(DATASET EXCERPTS):
════════════════════
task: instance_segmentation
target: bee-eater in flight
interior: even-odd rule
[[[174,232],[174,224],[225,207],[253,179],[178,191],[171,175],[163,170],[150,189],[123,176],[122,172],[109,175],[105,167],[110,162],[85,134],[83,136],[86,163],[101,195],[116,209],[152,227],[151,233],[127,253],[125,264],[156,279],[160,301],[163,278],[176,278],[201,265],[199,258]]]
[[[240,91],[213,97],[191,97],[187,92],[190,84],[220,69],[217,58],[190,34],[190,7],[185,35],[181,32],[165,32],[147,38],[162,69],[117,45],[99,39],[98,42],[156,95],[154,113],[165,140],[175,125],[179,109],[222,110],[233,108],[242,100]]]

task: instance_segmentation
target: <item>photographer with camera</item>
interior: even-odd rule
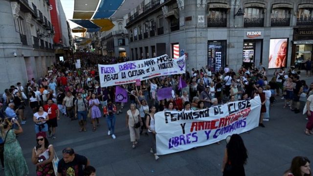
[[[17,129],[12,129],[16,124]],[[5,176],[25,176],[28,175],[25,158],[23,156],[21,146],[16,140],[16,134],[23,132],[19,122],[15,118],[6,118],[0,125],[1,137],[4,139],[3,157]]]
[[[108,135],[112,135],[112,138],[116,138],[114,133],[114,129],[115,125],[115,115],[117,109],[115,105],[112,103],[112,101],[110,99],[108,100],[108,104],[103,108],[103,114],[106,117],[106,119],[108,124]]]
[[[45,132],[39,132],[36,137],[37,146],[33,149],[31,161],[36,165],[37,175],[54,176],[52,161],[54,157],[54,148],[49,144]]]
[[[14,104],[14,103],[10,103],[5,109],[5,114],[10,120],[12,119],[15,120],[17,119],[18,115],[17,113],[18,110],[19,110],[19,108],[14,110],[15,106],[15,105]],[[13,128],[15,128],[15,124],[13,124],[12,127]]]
════════════════════
(YOUR TASK): Rewrite all of the records above, replacing each "even-odd rule" with "nonzero winding rule" and keeping every other line and character unchanged. Omit the pictures from your version.

(THE SOLUTION):
task: instance_segmentation
target: bee-eater in flight
interior: nonzero winding rule
[[[174,232],[174,224],[225,207],[253,179],[178,191],[171,175],[163,170],[150,189],[123,176],[122,172],[109,175],[105,167],[110,162],[85,134],[83,136],[86,163],[101,195],[116,209],[152,227],[151,233],[127,253],[125,264],[156,279],[160,301],[163,278],[176,278],[201,265],[199,258]]]
[[[240,91],[213,97],[191,97],[187,92],[190,84],[220,69],[217,58],[190,34],[190,7],[185,35],[181,32],[165,32],[147,38],[162,69],[117,45],[99,39],[98,42],[156,95],[154,113],[165,140],[175,125],[179,109],[222,110],[233,108],[242,100]]]

task: instance_segmentation
target: <item>photographer with camera</item>
interior: nonzero winding rule
[[[17,129],[12,129],[16,124]],[[5,176],[25,176],[28,175],[25,158],[23,156],[21,146],[16,140],[16,134],[23,132],[19,122],[15,118],[6,118],[0,125],[1,137],[4,139],[3,157]]]
[[[108,135],[112,135],[112,138],[116,138],[114,133],[114,129],[115,125],[115,115],[117,109],[115,105],[112,103],[112,101],[110,99],[108,100],[108,104],[103,108],[103,114],[106,117],[106,119],[108,124]]]
[[[45,132],[39,132],[36,137],[37,146],[33,149],[31,161],[36,165],[37,175],[54,176],[52,161],[54,157],[54,148],[49,144]]]
[[[14,104],[14,103],[10,103],[5,109],[5,114],[10,120],[12,119],[15,120],[17,119],[18,115],[17,113],[18,110],[19,110],[19,108],[14,110],[15,106],[15,105]],[[13,128],[15,128],[15,124],[13,124],[12,127]]]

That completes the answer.